Provided material =
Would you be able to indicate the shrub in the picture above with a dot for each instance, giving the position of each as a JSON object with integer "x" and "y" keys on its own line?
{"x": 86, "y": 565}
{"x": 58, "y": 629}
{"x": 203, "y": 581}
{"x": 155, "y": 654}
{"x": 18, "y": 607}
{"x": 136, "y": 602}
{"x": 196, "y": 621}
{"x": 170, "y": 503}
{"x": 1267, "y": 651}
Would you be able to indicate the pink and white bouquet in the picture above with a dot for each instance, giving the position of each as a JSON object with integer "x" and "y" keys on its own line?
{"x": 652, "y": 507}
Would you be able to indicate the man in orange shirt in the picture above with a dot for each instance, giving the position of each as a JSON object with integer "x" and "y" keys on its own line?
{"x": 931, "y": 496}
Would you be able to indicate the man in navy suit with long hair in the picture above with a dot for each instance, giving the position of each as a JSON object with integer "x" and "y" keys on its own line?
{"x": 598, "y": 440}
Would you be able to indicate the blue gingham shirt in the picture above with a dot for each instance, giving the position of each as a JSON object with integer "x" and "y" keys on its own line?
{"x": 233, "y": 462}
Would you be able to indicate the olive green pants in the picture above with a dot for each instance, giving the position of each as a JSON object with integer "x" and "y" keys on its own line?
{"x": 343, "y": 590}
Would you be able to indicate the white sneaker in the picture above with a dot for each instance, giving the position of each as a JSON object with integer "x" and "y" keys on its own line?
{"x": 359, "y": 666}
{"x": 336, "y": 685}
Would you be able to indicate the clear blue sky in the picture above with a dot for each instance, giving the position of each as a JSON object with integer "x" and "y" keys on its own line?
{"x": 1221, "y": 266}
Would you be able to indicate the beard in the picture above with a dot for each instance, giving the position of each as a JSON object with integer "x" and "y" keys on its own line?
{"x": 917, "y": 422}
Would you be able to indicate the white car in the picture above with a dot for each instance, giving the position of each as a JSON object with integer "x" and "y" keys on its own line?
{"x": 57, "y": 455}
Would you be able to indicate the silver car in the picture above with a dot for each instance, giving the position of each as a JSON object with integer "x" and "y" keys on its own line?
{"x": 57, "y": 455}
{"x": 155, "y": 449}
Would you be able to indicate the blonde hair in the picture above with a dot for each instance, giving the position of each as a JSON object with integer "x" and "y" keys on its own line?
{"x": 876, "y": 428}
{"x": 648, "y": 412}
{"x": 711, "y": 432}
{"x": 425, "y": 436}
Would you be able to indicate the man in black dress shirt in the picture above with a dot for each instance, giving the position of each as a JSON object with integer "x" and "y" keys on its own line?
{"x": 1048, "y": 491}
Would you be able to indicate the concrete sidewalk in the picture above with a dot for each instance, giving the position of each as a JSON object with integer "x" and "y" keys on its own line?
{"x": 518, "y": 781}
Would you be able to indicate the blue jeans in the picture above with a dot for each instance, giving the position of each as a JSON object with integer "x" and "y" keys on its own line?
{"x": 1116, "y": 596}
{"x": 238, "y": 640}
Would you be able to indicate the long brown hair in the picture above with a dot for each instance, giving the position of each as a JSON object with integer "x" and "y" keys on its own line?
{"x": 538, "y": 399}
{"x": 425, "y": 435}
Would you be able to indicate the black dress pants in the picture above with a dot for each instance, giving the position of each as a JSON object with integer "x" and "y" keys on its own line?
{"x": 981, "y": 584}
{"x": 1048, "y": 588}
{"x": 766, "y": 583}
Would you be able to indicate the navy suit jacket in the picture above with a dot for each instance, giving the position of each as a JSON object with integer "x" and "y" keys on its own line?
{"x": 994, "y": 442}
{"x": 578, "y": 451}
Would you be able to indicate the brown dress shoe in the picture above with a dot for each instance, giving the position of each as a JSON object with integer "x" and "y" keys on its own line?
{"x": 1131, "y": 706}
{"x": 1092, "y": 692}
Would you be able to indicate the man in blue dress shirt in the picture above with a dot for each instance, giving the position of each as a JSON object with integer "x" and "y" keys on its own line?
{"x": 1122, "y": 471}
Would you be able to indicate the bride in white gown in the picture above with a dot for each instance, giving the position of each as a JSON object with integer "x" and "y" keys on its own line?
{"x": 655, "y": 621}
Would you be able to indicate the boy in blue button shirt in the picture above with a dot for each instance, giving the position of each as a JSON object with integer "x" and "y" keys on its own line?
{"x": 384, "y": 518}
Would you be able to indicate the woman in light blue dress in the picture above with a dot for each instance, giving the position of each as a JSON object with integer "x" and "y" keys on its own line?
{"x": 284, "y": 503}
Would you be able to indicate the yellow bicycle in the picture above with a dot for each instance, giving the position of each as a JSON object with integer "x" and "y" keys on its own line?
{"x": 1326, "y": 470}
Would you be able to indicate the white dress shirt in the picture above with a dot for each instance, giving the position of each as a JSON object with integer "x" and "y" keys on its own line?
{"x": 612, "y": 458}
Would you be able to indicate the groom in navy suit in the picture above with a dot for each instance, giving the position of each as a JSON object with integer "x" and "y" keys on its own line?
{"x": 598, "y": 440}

Your instructions =
Once the line containing "Would you be able to indicate the groom" is found, print it and every line after it through the end of the listing, exactly and alone.

Written response =
Would you be able to indicate the groom in navy suit in the picture above with a dot for each instance, giving the position of each as a JSON object with integer "x" and "y" keys on its own line?
{"x": 598, "y": 440}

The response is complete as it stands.